Exercise directions: Pull out every line of the records below that contains the word "metal", and copy each one in full.

Stored dataset items:
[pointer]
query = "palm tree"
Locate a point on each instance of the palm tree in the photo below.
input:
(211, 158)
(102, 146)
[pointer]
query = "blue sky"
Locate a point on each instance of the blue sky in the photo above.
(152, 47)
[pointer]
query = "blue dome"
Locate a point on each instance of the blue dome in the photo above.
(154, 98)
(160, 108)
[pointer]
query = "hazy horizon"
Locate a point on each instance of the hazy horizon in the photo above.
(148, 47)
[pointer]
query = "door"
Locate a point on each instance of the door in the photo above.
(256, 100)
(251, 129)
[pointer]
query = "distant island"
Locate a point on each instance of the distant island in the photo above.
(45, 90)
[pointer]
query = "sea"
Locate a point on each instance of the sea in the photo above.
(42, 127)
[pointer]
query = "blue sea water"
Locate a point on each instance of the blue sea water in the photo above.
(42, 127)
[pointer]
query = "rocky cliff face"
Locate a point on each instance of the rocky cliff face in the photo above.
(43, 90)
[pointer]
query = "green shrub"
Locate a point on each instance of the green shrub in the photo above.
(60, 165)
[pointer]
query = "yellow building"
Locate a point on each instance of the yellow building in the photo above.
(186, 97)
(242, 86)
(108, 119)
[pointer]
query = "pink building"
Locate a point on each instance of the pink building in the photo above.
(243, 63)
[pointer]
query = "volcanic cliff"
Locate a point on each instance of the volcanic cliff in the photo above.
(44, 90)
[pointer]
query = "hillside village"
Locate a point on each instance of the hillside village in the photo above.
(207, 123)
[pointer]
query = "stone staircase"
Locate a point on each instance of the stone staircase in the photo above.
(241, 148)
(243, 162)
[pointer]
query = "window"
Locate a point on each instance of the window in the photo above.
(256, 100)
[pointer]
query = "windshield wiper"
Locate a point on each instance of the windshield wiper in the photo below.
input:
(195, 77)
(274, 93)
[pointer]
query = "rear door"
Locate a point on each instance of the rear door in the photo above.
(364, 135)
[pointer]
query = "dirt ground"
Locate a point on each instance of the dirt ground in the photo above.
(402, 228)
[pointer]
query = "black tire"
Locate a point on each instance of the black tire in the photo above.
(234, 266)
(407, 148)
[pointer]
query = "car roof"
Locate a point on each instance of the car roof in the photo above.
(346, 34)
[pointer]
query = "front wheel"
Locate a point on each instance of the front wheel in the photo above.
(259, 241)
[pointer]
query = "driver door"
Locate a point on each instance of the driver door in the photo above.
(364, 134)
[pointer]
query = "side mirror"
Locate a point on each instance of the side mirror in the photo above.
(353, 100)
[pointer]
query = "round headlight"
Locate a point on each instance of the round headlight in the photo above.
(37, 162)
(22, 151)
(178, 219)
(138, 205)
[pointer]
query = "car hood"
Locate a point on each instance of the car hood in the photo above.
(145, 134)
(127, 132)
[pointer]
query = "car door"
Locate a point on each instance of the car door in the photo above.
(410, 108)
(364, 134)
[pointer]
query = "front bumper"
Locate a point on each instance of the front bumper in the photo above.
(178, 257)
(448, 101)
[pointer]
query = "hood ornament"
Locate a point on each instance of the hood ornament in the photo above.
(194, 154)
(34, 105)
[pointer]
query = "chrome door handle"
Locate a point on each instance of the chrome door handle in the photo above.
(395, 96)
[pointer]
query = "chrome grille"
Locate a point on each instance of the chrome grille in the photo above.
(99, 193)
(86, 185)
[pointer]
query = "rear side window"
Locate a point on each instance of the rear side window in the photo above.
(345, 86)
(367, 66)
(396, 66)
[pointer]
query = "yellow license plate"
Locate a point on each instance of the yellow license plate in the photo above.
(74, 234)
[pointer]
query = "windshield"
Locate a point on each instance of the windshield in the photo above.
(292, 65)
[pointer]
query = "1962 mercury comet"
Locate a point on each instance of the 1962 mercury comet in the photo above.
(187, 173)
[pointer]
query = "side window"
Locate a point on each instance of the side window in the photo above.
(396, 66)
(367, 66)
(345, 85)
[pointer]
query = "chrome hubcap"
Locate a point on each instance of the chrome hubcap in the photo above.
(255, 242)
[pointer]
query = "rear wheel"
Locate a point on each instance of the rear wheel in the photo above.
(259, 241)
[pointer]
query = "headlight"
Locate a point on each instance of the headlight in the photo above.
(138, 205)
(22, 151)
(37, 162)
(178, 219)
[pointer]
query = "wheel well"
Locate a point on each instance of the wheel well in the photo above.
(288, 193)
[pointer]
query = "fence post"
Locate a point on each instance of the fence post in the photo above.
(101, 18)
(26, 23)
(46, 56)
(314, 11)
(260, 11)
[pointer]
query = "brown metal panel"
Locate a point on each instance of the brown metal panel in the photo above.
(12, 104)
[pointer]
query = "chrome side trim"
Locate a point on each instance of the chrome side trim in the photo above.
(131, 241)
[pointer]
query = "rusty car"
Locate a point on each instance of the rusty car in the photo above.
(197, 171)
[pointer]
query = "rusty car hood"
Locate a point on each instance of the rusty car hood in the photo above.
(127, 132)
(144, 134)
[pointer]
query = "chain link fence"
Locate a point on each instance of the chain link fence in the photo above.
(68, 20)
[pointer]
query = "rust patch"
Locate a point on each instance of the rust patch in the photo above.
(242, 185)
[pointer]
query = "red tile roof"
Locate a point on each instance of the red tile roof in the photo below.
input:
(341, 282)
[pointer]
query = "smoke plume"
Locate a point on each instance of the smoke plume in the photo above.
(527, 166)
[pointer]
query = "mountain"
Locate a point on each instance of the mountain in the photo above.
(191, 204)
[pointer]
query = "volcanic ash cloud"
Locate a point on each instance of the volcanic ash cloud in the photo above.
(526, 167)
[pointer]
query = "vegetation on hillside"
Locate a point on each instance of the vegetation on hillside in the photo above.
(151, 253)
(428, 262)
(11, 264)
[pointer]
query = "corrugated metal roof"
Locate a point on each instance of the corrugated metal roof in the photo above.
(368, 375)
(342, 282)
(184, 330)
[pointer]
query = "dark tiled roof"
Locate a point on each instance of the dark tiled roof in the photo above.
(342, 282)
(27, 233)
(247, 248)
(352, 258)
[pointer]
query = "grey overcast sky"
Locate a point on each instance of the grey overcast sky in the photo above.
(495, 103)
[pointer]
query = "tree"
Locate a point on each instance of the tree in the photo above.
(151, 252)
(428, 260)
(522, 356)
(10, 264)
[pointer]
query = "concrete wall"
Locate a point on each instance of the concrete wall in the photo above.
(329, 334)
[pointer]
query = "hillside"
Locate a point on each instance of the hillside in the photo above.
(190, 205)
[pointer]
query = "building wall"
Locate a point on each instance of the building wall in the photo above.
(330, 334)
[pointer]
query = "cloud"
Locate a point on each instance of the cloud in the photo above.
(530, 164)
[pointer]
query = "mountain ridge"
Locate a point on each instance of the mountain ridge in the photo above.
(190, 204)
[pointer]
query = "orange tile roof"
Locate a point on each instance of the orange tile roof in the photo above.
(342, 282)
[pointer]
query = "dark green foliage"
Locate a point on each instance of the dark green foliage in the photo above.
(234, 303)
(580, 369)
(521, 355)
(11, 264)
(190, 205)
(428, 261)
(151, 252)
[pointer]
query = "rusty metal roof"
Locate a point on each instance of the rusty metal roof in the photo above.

Solution for this task:
query = "brown metal panel"
Locate a point on each instance of the brown metal panel in the photo above.
query = "corrugated metal roof"
Locate a point on each instance of the corrugated metal roof in the photo above.
query = "rusty metal roof"
Locate a point on each instance of the rusty metal roof in the photo above.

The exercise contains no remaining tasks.